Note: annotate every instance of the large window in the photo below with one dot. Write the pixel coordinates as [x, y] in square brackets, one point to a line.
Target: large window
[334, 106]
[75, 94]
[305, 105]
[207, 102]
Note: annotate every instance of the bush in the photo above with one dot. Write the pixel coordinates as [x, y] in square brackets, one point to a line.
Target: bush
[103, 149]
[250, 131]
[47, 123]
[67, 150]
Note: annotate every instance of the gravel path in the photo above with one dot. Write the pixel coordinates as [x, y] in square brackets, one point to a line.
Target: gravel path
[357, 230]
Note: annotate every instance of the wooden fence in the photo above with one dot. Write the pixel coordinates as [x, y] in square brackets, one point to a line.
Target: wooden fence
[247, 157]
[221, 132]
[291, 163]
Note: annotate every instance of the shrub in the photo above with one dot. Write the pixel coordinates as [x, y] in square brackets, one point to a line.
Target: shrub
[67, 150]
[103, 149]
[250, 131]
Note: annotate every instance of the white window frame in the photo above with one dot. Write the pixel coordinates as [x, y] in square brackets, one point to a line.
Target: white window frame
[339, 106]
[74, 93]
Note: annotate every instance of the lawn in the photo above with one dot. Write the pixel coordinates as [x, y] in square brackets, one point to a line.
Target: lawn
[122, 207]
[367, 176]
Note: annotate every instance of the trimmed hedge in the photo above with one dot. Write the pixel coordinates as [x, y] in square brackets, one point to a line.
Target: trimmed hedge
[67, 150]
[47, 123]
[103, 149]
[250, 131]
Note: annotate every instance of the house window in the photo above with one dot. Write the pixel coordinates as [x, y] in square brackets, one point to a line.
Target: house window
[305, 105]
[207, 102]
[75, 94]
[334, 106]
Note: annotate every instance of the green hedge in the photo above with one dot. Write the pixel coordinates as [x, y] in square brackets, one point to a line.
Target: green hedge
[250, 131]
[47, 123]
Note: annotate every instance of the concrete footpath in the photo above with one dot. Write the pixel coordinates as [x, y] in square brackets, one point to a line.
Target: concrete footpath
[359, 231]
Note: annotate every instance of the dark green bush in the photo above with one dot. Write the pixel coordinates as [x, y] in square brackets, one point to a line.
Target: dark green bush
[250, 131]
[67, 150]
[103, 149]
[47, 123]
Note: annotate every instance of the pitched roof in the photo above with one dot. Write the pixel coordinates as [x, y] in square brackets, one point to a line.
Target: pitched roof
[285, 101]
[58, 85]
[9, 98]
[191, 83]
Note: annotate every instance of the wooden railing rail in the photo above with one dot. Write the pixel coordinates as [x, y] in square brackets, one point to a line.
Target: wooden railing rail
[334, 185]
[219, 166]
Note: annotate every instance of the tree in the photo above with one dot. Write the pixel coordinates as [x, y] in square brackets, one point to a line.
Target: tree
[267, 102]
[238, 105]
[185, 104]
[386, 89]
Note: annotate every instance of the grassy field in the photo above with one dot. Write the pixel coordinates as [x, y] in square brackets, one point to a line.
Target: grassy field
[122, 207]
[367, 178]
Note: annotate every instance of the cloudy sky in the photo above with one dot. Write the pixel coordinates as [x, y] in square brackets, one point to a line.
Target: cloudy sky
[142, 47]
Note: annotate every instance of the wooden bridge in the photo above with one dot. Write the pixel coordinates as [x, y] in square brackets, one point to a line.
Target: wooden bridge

**Directive**: Convert the records, from the line containing "Note: annotate every instance of the wooden bridge" through the end of the records, into a Markdown table with the columns Row and Text. Put each line's number in Row and the line itself in Text, and leave out blank lines.

**Exercise result**:
| Row | Text |
|---|---|
| 1 | Note: annotate every instance of the wooden bridge in the photo above with one dot. Write the pixel coordinates as [x, y] in square brackets, one point to a line. |
| 2 | Target: wooden bridge |